Reproduce the listing, starting at the line containing "For each instance of the cat face, set" and ending at the end of the listing, and change every "fattest" to "thickest" while leaving all else unchanged.

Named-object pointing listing
________
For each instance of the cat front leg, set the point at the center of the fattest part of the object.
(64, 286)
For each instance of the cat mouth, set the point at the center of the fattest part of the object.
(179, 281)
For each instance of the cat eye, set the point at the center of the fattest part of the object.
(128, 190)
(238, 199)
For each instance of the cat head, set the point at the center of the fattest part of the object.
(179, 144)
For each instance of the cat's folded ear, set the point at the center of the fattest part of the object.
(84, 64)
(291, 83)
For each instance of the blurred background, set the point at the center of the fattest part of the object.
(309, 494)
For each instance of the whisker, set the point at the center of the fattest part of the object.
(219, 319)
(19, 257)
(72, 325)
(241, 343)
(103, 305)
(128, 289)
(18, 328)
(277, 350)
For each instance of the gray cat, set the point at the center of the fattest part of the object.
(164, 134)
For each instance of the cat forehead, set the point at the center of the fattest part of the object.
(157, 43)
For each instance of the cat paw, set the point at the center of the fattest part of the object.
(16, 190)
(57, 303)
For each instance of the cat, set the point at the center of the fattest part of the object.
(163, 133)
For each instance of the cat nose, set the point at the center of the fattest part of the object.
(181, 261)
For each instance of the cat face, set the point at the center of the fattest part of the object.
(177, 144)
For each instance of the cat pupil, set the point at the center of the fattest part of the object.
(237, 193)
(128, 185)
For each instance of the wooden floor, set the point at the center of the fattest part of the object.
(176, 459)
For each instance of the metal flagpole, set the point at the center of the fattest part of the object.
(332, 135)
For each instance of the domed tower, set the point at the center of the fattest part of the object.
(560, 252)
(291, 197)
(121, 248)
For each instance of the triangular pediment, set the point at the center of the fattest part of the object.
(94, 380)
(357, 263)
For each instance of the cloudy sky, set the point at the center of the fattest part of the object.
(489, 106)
________
> Task response:
For each instance of the cat face, set the point at the center of the thickest part of the object.
(177, 144)
For each instance of the cat pupil, set the point at the center of the thickest part of the object.
(237, 193)
(128, 185)
For each instance of the wooden floor, set the point at the center of the thickest part of the object.
(176, 459)
For each instance of the metal flagpole, set the point at the center of the thickest part of the object.
(332, 135)
For each instance of the domed tower, set the point at the center of the thickest part of the object.
(560, 252)
(291, 197)
(121, 248)
For each instance of the triangular pediment, set the point at the center of the thickest part of the object.
(94, 380)
(357, 263)
For each instance of the cloudy sky, set the point at the center of the thickest part of the object.
(489, 106)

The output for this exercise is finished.